*** Opening Supplied data ***
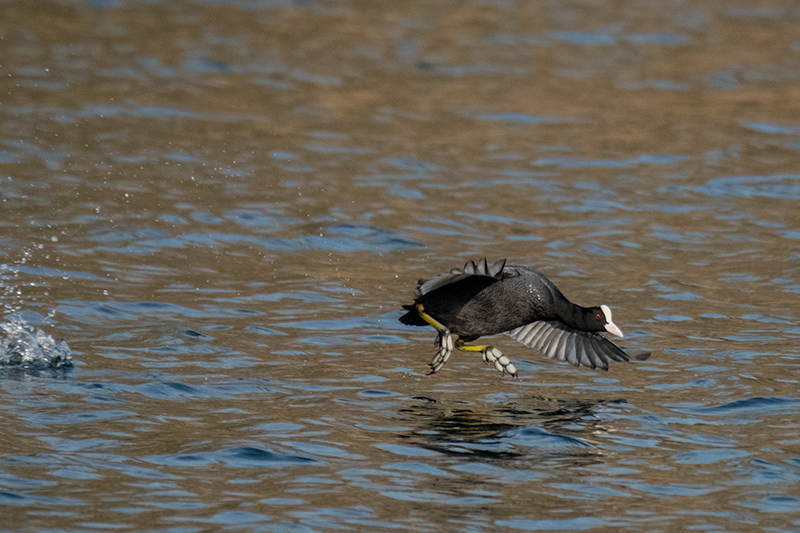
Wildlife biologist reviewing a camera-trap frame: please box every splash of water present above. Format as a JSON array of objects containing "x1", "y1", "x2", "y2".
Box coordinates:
[
  {"x1": 1, "y1": 245, "x2": 74, "y2": 369},
  {"x1": 0, "y1": 318, "x2": 73, "y2": 369}
]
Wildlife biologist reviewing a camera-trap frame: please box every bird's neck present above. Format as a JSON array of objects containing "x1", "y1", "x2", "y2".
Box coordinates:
[{"x1": 561, "y1": 302, "x2": 596, "y2": 331}]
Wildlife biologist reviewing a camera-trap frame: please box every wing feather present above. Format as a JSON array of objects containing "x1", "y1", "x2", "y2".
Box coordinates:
[
  {"x1": 505, "y1": 321, "x2": 630, "y2": 370},
  {"x1": 419, "y1": 258, "x2": 506, "y2": 295}
]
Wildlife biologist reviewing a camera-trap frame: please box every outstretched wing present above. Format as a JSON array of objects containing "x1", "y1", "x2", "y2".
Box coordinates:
[
  {"x1": 418, "y1": 258, "x2": 506, "y2": 296},
  {"x1": 505, "y1": 321, "x2": 629, "y2": 370}
]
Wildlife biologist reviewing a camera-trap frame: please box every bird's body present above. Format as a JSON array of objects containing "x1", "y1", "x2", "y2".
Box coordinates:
[
  {"x1": 403, "y1": 264, "x2": 578, "y2": 338},
  {"x1": 399, "y1": 259, "x2": 630, "y2": 376}
]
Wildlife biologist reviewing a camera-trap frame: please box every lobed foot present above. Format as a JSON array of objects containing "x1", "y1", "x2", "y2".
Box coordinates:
[
  {"x1": 428, "y1": 328, "x2": 454, "y2": 374},
  {"x1": 481, "y1": 346, "x2": 518, "y2": 377}
]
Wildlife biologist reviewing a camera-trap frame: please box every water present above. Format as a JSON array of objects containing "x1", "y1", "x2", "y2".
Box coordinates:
[{"x1": 2, "y1": 0, "x2": 800, "y2": 530}]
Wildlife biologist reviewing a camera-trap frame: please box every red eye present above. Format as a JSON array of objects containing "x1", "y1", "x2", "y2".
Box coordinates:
[{"x1": 595, "y1": 313, "x2": 601, "y2": 319}]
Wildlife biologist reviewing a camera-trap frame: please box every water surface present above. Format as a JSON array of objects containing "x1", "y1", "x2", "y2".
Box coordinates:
[{"x1": 2, "y1": 0, "x2": 800, "y2": 530}]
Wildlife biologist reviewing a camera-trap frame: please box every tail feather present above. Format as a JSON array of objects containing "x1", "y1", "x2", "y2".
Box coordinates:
[{"x1": 399, "y1": 304, "x2": 426, "y2": 326}]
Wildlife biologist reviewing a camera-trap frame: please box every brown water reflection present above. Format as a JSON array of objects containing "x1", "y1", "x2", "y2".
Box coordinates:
[{"x1": 2, "y1": 0, "x2": 800, "y2": 530}]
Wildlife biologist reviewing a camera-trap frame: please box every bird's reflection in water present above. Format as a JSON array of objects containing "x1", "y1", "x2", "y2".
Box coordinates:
[{"x1": 398, "y1": 396, "x2": 628, "y2": 465}]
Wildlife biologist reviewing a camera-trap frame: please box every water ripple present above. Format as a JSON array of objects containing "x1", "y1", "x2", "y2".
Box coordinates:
[
  {"x1": 690, "y1": 174, "x2": 800, "y2": 199},
  {"x1": 145, "y1": 447, "x2": 318, "y2": 469}
]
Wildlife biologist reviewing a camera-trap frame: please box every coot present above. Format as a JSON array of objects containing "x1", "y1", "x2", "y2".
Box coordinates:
[{"x1": 399, "y1": 258, "x2": 630, "y2": 377}]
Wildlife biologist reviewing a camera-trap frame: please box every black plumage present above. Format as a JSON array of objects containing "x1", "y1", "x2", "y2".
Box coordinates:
[{"x1": 399, "y1": 258, "x2": 630, "y2": 376}]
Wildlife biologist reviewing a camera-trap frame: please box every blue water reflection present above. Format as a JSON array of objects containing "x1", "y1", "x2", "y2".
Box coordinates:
[{"x1": 3, "y1": 0, "x2": 800, "y2": 530}]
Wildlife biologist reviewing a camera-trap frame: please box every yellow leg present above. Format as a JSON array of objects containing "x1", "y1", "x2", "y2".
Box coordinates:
[
  {"x1": 454, "y1": 339, "x2": 487, "y2": 352},
  {"x1": 416, "y1": 304, "x2": 447, "y2": 331}
]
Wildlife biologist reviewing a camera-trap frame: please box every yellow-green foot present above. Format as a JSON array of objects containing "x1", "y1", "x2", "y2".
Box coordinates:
[
  {"x1": 455, "y1": 340, "x2": 518, "y2": 377},
  {"x1": 481, "y1": 346, "x2": 518, "y2": 377},
  {"x1": 428, "y1": 329, "x2": 454, "y2": 374}
]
*** Closing Supplied data ***
Your task: Reproduce the records above word for word, without the images.

Response box:
Wildlife biologist reviewing a camera-trap frame: please box every splash of water present above. Format as a JSON array of objects containing "x1", "y1", "x2", "y2".
Box coordinates:
[
  {"x1": 1, "y1": 245, "x2": 74, "y2": 369},
  {"x1": 0, "y1": 318, "x2": 73, "y2": 369}
]
Wildlife biologist reviewing a camera-trap frame: please box every bird's neck present above. Format as a JSON array of objects containing "x1", "y1", "x2", "y2".
Box coordinates:
[{"x1": 561, "y1": 302, "x2": 596, "y2": 331}]
Wildlife biologist reviewing a camera-trap frame: please box every wing feather present above. Format as a JSON array of objects containing "x1", "y1", "x2", "y2".
Box coordinates:
[
  {"x1": 505, "y1": 321, "x2": 630, "y2": 370},
  {"x1": 419, "y1": 258, "x2": 506, "y2": 295}
]
Wildlife biologist reviewing a camera-trap frame: please box every outstretched wing present above. Format as a JSON array of objects containing "x1", "y1", "x2", "y2".
Box coordinates:
[
  {"x1": 418, "y1": 258, "x2": 506, "y2": 296},
  {"x1": 505, "y1": 321, "x2": 629, "y2": 370}
]
Wildlife biologist reviewing a camera-trap frame: please box every bird's body present above. Format as a JSON array of objects containing "x1", "y1", "x2", "y2".
Box coordinates:
[
  {"x1": 403, "y1": 264, "x2": 578, "y2": 338},
  {"x1": 399, "y1": 259, "x2": 630, "y2": 376}
]
Wildlife biologist reviewing a camera-trap frame: please box every lobed foot present above. Format as a JSON array of objects containing "x1", "y1", "x2", "y2".
Box coordinates:
[
  {"x1": 428, "y1": 328, "x2": 454, "y2": 374},
  {"x1": 481, "y1": 346, "x2": 518, "y2": 377}
]
Wildlife biologist reviewing a camera-trap frame: please box every water present above. Format as a JSON array of objects containing "x1", "y1", "x2", "y2".
Box coordinates:
[{"x1": 2, "y1": 0, "x2": 800, "y2": 530}]
Wildlife biologist reviewing a camera-trap frame: please box every red eye present above. Format as a JSON array of objects containing "x1", "y1", "x2", "y2".
Box coordinates:
[{"x1": 595, "y1": 313, "x2": 601, "y2": 319}]
Wildlife biologist reviewing a camera-trap frame: please box every water surface present above. Format as a JSON array of objects containing "x1", "y1", "x2", "y2".
Box coordinates:
[{"x1": 2, "y1": 0, "x2": 800, "y2": 530}]
Wildlife biologist reviewing a camera-trap frame: please box every tail feather present above. Format as a JSON array of objects containing "x1", "y1", "x2", "y2".
Box coordinates:
[{"x1": 399, "y1": 304, "x2": 426, "y2": 326}]
Wildlife biologist reviewing a camera-trap frame: please box every brown water reflection present above. Format as a JSON array of objects containing "x1", "y1", "x2", "y2".
Box coordinates:
[{"x1": 2, "y1": 0, "x2": 800, "y2": 530}]
Wildlife biologist reviewing a camera-trap frame: please box every bird's reflection in water present above. Format as a JSON array of objects containing "x1", "y1", "x2", "y2".
Box coordinates:
[{"x1": 398, "y1": 396, "x2": 628, "y2": 465}]
Wildlife biologist reviewing a camera-trap frame: please box every water ripple present above. Format as a JSON array of objects containing "x1", "y1", "x2", "y2".
Box coordinates:
[
  {"x1": 690, "y1": 174, "x2": 800, "y2": 199},
  {"x1": 145, "y1": 447, "x2": 318, "y2": 469}
]
Wildlife biologist reviewing a camera-trap frame: please box every coot present above. Format as a JSON array of objects containing "x1", "y1", "x2", "y2".
Box coordinates:
[{"x1": 399, "y1": 258, "x2": 630, "y2": 377}]
Wildlife biologist reviewing a camera-trap frame: please box every black plumage present above. Format as a JSON array of objects containing "x1", "y1", "x2", "y2".
Box coordinates:
[{"x1": 399, "y1": 258, "x2": 630, "y2": 376}]
Wildlife biologist reviewing a camera-trap frame: please box every blue water reflection present above. Format as a JSON array of objects containing "x1", "y1", "x2", "y2".
Box coordinates:
[{"x1": 3, "y1": 0, "x2": 800, "y2": 530}]
Wildlife biologist reviewing a camera-trap frame: please box every yellow leg present above. Format as a JSON array of objects containing "x1", "y1", "x2", "y2".
Box coordinates:
[
  {"x1": 454, "y1": 339, "x2": 487, "y2": 352},
  {"x1": 416, "y1": 304, "x2": 447, "y2": 331}
]
Wildlife biologist reviewing a camera-trap frame: please box every yellow-green foot present above. Format as a JSON array of objects containing "x1", "y1", "x2", "y2".
Box coordinates:
[
  {"x1": 455, "y1": 340, "x2": 518, "y2": 377},
  {"x1": 481, "y1": 346, "x2": 518, "y2": 377},
  {"x1": 428, "y1": 329, "x2": 454, "y2": 374}
]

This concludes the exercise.